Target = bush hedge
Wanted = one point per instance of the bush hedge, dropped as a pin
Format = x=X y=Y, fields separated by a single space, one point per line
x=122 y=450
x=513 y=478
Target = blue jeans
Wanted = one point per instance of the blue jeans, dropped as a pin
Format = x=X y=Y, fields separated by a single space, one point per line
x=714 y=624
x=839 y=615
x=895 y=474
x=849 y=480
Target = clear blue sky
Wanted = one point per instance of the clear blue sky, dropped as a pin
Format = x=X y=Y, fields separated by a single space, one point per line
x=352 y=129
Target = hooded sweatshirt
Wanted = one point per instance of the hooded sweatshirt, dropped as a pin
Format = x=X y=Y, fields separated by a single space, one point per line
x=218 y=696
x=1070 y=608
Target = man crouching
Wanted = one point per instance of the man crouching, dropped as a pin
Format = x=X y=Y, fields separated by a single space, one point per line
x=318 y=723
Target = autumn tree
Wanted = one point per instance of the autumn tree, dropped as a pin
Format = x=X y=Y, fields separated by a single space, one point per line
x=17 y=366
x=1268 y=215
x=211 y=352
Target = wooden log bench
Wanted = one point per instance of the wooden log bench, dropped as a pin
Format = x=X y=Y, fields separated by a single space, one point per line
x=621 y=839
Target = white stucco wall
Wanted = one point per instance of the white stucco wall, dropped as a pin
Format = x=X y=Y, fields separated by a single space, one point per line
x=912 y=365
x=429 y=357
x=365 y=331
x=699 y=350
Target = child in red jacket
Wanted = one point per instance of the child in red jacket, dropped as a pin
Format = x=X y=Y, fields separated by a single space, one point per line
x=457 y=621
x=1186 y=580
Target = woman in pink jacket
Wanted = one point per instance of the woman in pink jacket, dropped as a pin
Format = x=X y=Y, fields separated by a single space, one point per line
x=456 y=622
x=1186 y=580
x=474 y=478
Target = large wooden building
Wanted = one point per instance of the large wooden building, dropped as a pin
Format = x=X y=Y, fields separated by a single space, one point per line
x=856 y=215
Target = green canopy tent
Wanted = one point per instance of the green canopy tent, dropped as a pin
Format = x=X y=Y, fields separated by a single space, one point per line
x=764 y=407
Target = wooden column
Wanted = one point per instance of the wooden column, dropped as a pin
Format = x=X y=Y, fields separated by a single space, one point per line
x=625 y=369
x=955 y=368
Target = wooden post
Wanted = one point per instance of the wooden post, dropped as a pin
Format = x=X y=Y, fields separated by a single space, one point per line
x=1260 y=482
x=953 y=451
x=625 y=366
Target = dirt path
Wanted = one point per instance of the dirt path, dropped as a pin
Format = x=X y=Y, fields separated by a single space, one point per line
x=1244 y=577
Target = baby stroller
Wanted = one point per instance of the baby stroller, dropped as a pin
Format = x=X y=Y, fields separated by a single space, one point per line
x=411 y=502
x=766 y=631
···
# 简短习题
从数据的第一行开始，一直到含有“x=856 y=215”的那一行为止（首尾两行均包括在内），将这些行按原顺序重写一遍，要求行也照录。其中仅缩放答案行里的 x、y 坐标值：各乘以 2.1，再四舍五入为整数（恰为 .5 时向上取整）。

# 习题解答
Target = bush hedge
Wanted = one point per instance of the bush hedge, dropped as a pin
Format = x=X y=Y, fields separated by a single space, one point per line
x=256 y=945
x=1077 y=1004
Target = blue jeans
Wanted = one point per instance of the blue jeans, dropped as a pin
Format = x=X y=Y, fields separated by a single space, one point per line
x=1499 y=1310
x=1762 y=1292
x=1880 y=995
x=1783 y=1008
Target = clear blue sky
Wanted = one point per instance of the clear blue sky, dropped as a pin
Format = x=X y=Y, fields separated by a single space, one point per line
x=739 y=271
Target = hooded sweatshirt
Wanted = one point per instance of the hooded sweatshirt, dropped as a pin
Format = x=X y=Y, fields separated by a single space, one point per line
x=458 y=1462
x=2247 y=1277
Target = man crouching
Wanted = one point per instance of the man crouching, dropped as a pin
Format = x=X y=Y, fields separated by a single space, one point per line
x=668 y=1518
Target = autumn tree
Wanted = one point per instance of the autumn tree, dropped as a pin
Format = x=X y=Y, fields separated by a single space, one point per line
x=36 y=769
x=2663 y=452
x=443 y=739
Target = wooden log bench
Wanted = one point per instance of the wooden log bench, dropped as a pin
Format = x=X y=Y, fields separated by a single space, one point per line
x=1304 y=1762
Target = white stucco wall
Wanted = one point per instance of the white stucco wall, dropped as a pin
Format = x=X y=Y, fields separated by a single space, one point per line
x=1915 y=767
x=901 y=750
x=767 y=695
x=1468 y=735
Target = child in red jacket
Wanted = one point per instance of the child in red jacket, dropped as a pin
Format = x=X y=Y, fields separated by a single space, one point per line
x=960 y=1304
x=2491 y=1218
Target = woman in pink jacket
Wanted = one point per instance of the woman in pink jacket, dropped as a pin
Format = x=X y=Y, fields separated by a single space, one point per line
x=958 y=1306
x=2491 y=1218
x=995 y=1004
Target = large wooden building
Wanted = one point per instance of the large wooden building, dropped as a pin
Format = x=X y=Y, fields separated by a single space, one point per line
x=1798 y=452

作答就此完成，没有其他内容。